= Exercise aim =
Arrange the data as a numbered list, from its first line up to and including the line with "260 228 L 265", and leave out any blank lines.

= Input for this task =
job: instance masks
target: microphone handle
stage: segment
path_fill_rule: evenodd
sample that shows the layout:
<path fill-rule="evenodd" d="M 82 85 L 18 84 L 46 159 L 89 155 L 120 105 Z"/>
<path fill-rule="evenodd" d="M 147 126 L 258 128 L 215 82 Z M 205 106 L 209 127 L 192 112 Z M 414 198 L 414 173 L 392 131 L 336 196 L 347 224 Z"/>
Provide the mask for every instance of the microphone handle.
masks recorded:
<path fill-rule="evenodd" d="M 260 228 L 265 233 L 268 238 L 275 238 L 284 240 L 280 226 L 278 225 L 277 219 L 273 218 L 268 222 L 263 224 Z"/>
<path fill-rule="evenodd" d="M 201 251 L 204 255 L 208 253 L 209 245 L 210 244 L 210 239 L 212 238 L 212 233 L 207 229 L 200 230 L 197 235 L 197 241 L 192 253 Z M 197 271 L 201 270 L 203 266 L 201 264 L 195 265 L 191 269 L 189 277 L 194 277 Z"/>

= Reply =
1. job: instance masks
2. target: microphone handle
3. stage: segment
4. path_fill_rule: evenodd
5. sample that shows the layout:
6. <path fill-rule="evenodd" d="M 82 85 L 18 84 L 46 159 L 89 155 L 120 105 Z"/>
7. <path fill-rule="evenodd" d="M 147 126 L 258 128 L 215 82 Z M 205 106 L 209 127 L 192 112 Z M 414 198 L 414 173 L 392 131 L 336 196 L 347 224 Z"/>
8. Provide the mask for every instance of the microphone handle.
9. masks recorded:
10. <path fill-rule="evenodd" d="M 260 228 L 265 233 L 268 238 L 275 238 L 284 240 L 280 226 L 278 225 L 277 219 L 273 218 L 268 222 L 263 224 Z"/>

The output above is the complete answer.